TASK DIRECTIONS –
State the number of lines in the records beneath that hold the word "tree", and add nothing.

TASK INPUT –
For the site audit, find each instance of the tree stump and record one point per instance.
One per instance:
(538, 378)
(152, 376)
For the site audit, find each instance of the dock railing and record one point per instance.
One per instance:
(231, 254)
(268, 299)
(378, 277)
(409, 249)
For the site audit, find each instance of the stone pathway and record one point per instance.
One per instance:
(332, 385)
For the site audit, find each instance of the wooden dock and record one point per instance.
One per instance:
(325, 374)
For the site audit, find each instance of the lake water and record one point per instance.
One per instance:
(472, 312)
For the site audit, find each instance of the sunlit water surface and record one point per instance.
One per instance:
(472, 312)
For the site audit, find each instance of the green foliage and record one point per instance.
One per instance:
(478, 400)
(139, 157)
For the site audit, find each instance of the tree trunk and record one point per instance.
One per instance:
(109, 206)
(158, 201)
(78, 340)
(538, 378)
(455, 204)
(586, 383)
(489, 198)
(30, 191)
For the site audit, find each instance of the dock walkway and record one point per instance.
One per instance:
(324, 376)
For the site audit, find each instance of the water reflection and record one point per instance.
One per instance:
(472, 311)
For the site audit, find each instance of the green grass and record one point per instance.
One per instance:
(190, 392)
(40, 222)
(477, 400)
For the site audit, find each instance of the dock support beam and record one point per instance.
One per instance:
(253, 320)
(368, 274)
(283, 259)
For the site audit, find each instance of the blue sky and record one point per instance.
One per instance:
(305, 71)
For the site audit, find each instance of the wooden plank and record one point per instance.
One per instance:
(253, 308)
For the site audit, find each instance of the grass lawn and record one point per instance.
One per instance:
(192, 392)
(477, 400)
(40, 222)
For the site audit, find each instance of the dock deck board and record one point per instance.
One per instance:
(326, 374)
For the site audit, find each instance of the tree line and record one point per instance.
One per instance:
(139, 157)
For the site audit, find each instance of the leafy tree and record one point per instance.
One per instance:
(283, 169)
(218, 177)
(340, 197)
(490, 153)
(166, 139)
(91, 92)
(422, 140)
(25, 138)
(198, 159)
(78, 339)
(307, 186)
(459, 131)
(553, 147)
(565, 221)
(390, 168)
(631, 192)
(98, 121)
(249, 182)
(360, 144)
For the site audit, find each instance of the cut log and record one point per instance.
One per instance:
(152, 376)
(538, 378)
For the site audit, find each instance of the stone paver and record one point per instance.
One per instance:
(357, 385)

OUTPUT OF THE EXERCISE –
4